## Work order
Using the listing below, return every line that includes "cherry".

## Dataset excerpts
■ ■ ■ ■ ■

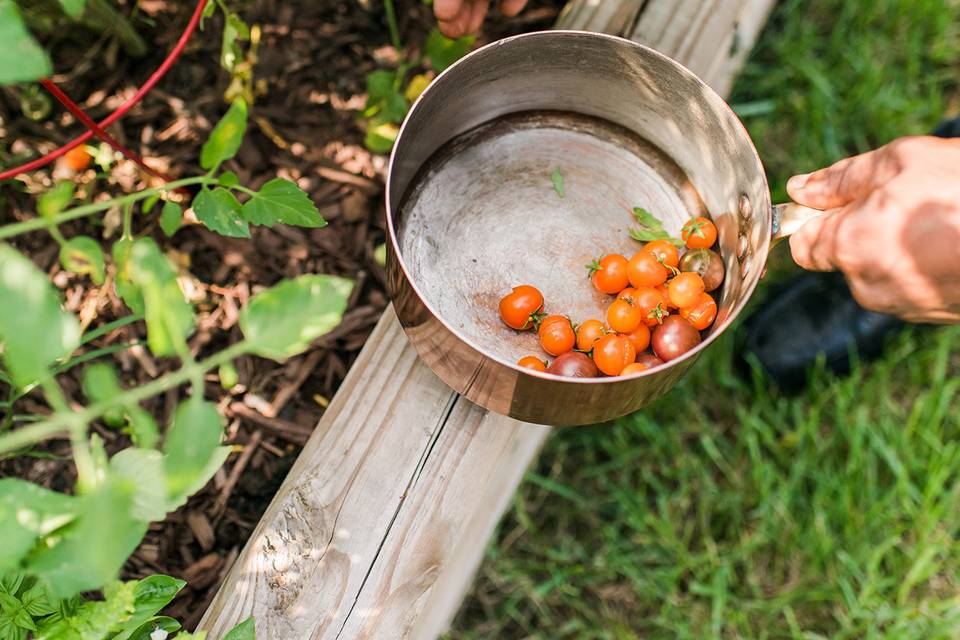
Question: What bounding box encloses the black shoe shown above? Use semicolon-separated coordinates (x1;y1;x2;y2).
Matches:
932;115;960;138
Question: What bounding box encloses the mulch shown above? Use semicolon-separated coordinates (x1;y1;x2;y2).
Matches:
0;0;562;627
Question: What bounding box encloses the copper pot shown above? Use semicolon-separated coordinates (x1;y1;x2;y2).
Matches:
385;30;818;426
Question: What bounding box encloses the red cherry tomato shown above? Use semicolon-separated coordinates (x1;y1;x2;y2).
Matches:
547;352;599;378
633;287;669;327
592;334;637;376
498;285;543;330
627;251;668;288
539;316;575;356
588;254;630;294
576;319;607;352
679;292;718;330
682;216;718;249
651;316;701;361
668;272;705;309
64;145;91;172
623;324;651;353
606;299;642;333
517;356;547;371
645;239;680;269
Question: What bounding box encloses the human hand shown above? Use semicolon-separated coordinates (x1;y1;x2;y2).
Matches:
787;136;960;323
433;0;528;38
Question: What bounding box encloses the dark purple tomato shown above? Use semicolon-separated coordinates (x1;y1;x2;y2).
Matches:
679;248;724;292
547;352;599;378
651;316;701;361
635;353;665;370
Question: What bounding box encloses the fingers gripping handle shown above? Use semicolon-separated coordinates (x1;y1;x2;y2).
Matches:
771;202;825;248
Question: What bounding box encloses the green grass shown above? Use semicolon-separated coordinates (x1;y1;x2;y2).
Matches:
449;1;960;638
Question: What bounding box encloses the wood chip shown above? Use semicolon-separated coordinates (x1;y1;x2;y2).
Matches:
186;511;216;552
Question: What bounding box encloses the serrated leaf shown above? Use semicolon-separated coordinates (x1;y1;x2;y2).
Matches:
116;616;180;640
57;0;85;18
128;238;194;358
112;239;145;315
0;1;52;85
629;207;683;245
200;99;247;170
241;178;324;228
159;201;182;237
424;28;474;73
551;169;564;198
192;188;249;238
110;449;167;522
0;245;81;387
163;399;225;505
364;121;399;154
26;482;145;599
240;274;352;360
59;236;105;285
38;182;75;219
35;579;138;639
82;362;120;404
223;617;255;640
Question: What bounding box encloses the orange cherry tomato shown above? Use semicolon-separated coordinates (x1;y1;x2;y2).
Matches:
656;283;675;309
617;287;638;304
592;334;636;376
498;285;544;330
633;286;669;327
539;316;576;356
576;319;607;352
64;145;91;172
645;239;680;269
623;323;651;353
627;251;668;288
620;362;649;376
668;272;705;309
679;292;718;330
607;298;642;333
517;355;548;371
588;254;630;294
682;216;718;249
538;314;569;335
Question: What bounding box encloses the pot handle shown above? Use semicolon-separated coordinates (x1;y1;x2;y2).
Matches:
770;202;824;248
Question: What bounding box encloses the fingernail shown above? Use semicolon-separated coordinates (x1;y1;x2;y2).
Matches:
787;173;810;191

■ ■ ■ ■ ■

## Response to the exercise
Question: What bounding box encloses the red cherry tomato shown above? Use semicolon-separated coordinates (x1;y1;x2;y2).
Question: What bounding box encloses the orange cherry tomato shown above? Use semicolon-separated coordinates (x1;y1;x2;y2).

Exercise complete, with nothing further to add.